#### Excerpt
▼

How can you tell the endianess of a byte if a byte is the smallest addressable unit of memory? I don't think you can.
I think the endianess of the smallest unit of memory is unknowable to the processor. In fact the processor couldn't detect how the memory is wired for the smallest addressable unit, i.e. it can't tell if d0 is connected to d0 or d8 of the memory chip. Nor does it care.
PA-RISC also does this. What a pain in the ass it is, by the way. I worked with a chip that was essentially an i486 SoC where the 486 core was removed and replaced with a PA-RISC. All the CPU registers and bus lines were numbered in the MSB=right-hand convention. All the peripherals were numbered in the MSB=left-hand convention. Possibly the worst 32-bit micro I have ever used.
However it doesn't alter the fact that "big-endian" vs "little-endian" is by definition a discussion of _byte_ order, not _bit_ order.
They aren't. You can't address bits. Therefore, talking about what order they're in is nonsensical.
I've no idea what you're talking about. Are you referring to the format that a byte is printed on your terminal? If you don't like that, print it differently. It's got nothing to do with "endianness".

▲

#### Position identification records
▼

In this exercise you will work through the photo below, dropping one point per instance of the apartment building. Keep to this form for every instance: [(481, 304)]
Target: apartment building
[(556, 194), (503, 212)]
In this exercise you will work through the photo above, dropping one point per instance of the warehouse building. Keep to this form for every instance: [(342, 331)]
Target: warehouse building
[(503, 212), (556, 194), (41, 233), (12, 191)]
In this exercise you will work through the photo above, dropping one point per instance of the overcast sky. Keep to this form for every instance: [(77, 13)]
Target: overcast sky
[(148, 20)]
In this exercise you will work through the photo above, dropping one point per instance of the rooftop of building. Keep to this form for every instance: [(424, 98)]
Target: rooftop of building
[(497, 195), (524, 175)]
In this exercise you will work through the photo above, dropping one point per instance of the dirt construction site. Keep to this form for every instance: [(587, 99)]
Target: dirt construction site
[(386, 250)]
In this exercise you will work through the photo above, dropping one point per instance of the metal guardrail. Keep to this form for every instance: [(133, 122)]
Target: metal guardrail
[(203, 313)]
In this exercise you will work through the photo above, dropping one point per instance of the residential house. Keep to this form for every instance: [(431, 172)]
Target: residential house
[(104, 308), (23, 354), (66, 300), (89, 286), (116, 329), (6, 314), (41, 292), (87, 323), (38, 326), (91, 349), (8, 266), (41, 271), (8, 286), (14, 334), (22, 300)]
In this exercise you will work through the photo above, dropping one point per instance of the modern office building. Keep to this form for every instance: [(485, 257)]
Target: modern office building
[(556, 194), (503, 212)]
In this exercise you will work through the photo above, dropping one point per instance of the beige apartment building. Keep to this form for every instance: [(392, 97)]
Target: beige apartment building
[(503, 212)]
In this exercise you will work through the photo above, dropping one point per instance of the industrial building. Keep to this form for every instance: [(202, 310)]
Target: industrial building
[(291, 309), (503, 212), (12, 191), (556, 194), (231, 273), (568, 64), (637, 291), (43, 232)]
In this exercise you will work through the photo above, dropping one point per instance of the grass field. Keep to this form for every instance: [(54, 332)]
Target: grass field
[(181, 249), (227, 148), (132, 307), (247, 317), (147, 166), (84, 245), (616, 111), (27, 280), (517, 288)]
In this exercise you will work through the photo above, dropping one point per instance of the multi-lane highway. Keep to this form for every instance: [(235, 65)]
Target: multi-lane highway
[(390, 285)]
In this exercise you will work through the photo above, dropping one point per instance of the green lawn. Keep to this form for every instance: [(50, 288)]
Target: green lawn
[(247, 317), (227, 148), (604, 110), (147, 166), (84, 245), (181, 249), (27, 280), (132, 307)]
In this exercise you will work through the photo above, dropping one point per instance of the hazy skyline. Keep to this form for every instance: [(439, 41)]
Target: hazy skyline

▲
▼

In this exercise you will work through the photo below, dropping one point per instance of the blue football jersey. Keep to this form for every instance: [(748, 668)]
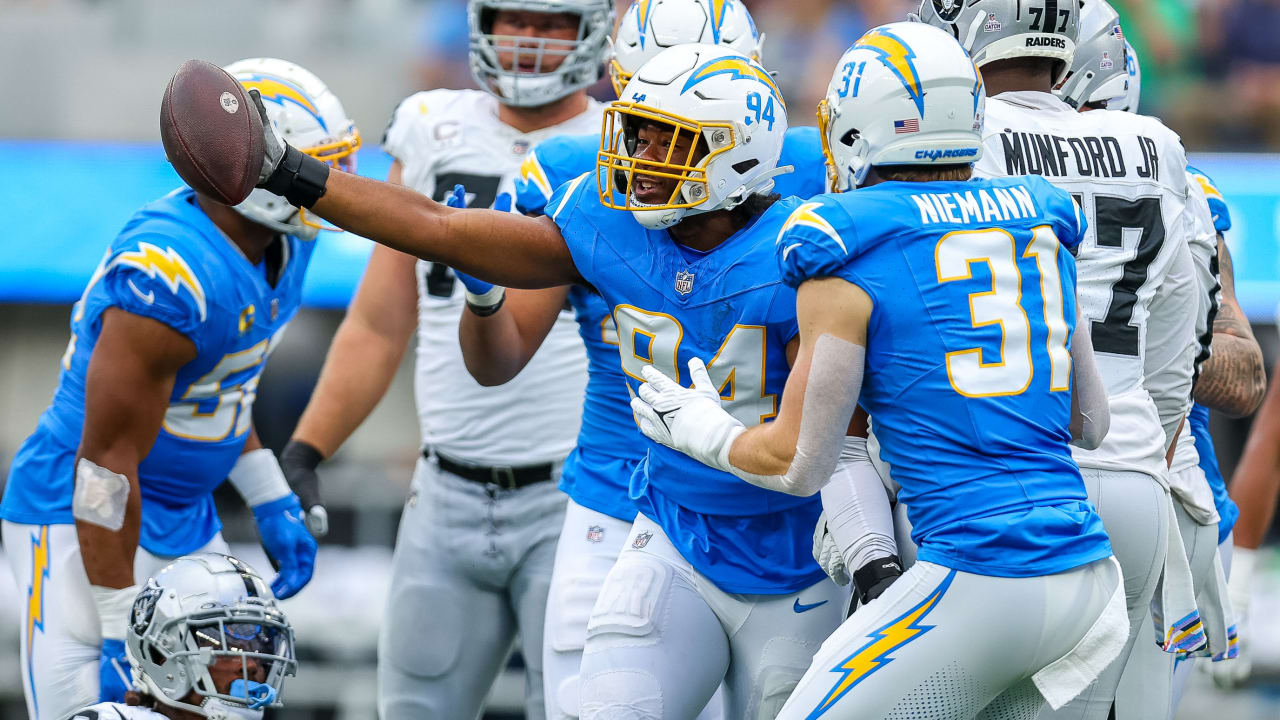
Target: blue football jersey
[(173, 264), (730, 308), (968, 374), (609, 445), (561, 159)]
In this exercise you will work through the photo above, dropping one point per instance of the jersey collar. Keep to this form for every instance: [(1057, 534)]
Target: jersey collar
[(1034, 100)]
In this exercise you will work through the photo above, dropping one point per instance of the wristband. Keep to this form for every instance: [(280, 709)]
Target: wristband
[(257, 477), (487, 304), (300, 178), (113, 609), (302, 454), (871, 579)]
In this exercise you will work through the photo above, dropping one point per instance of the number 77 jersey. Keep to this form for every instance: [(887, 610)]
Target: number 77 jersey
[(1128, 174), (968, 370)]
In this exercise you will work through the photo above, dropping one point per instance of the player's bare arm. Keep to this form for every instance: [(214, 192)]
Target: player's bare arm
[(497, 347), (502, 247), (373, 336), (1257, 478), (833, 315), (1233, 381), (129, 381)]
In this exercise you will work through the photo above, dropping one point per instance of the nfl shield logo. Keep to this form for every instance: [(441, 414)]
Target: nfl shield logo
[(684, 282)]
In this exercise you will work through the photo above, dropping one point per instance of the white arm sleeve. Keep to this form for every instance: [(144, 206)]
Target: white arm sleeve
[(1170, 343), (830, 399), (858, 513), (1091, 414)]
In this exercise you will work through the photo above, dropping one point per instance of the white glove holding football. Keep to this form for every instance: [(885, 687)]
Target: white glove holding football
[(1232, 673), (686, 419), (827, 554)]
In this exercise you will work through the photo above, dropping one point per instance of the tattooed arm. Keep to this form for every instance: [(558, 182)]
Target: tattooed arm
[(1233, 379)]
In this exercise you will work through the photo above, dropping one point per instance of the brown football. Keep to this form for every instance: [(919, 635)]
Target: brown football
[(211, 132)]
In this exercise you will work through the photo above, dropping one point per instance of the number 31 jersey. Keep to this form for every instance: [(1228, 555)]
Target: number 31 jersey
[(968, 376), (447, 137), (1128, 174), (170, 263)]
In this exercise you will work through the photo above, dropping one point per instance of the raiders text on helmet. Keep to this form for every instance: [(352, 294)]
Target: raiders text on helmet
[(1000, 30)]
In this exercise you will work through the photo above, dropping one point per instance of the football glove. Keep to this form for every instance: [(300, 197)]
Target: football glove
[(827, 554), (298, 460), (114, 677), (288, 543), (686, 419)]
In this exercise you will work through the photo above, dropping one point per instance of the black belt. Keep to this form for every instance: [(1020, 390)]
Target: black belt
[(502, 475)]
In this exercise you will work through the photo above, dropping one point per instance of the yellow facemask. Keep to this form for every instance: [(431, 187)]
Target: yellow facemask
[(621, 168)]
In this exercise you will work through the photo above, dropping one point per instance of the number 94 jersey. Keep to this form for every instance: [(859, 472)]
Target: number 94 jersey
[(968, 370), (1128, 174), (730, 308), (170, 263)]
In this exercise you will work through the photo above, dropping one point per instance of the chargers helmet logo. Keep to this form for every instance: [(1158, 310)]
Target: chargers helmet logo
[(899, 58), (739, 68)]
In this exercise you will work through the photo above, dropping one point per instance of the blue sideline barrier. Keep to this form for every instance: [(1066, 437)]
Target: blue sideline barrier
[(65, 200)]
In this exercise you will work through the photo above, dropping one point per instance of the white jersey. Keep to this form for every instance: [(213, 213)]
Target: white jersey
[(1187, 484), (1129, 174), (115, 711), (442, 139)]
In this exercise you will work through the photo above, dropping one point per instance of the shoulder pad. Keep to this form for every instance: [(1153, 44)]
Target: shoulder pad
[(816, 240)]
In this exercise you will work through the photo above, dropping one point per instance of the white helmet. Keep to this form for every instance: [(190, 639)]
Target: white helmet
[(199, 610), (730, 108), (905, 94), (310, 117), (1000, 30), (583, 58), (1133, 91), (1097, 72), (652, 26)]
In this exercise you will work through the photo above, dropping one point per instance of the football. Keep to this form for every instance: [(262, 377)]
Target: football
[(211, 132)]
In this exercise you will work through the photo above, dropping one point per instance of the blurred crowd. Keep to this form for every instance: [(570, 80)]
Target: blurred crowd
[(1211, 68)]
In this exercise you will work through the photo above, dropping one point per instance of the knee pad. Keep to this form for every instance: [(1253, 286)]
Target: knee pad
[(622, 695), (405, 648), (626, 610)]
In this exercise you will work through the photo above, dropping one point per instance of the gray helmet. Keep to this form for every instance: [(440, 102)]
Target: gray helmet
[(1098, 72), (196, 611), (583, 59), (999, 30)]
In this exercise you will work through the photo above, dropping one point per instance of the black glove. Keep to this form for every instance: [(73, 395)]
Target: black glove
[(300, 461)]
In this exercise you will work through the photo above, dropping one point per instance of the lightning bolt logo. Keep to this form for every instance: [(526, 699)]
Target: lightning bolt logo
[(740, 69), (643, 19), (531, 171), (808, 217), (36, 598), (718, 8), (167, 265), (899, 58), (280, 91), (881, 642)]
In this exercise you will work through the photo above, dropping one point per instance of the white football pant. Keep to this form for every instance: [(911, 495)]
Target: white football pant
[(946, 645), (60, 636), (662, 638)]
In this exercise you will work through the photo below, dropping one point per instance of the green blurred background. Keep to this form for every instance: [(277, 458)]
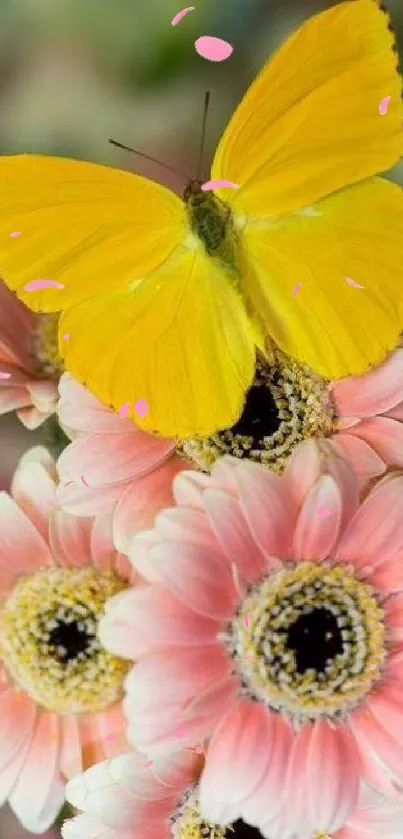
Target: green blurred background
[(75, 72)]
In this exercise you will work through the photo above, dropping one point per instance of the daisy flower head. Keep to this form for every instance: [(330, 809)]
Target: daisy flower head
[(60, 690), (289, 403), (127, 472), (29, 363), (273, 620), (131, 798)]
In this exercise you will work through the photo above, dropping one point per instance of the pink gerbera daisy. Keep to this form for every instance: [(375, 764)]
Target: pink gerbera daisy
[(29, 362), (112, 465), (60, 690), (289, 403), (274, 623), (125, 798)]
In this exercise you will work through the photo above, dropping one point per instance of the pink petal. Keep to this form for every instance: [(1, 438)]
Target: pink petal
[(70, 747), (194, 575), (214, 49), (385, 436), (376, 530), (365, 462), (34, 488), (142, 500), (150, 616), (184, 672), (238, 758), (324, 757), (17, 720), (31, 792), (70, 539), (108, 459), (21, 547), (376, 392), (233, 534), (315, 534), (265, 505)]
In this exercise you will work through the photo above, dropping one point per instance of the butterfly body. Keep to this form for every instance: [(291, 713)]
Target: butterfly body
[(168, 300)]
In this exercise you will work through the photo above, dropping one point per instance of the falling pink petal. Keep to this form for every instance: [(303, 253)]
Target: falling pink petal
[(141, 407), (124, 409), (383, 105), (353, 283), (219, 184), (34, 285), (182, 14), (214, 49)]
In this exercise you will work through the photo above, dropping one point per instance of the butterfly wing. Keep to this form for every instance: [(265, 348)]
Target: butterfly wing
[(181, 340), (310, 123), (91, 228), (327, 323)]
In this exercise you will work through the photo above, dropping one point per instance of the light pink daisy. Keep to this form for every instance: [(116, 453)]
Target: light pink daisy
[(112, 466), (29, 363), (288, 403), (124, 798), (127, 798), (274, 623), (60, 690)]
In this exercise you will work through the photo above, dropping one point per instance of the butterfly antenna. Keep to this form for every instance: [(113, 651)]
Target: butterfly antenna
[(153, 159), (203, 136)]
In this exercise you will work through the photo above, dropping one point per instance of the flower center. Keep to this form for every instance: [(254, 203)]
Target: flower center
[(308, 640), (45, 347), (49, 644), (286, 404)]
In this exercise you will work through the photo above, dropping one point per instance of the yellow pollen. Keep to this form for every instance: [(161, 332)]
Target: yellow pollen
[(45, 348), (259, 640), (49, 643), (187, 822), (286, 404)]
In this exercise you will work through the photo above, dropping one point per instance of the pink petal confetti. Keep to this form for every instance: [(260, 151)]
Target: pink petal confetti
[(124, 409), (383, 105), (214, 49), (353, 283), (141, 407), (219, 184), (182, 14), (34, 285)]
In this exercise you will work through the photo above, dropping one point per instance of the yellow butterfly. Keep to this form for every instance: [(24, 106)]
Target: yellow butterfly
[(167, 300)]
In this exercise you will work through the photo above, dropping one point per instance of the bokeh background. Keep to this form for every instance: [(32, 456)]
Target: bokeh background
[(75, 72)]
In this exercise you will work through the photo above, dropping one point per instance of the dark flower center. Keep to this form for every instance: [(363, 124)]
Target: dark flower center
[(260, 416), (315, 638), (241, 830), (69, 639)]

▲

#### Written instruction
In the endianness thread above, what numbering convention did the CPU registers and bus lines use on the chip that replaced the 486 core with a PA-RISC?

#### Solution for this exercise
The MSB=right-hand convention.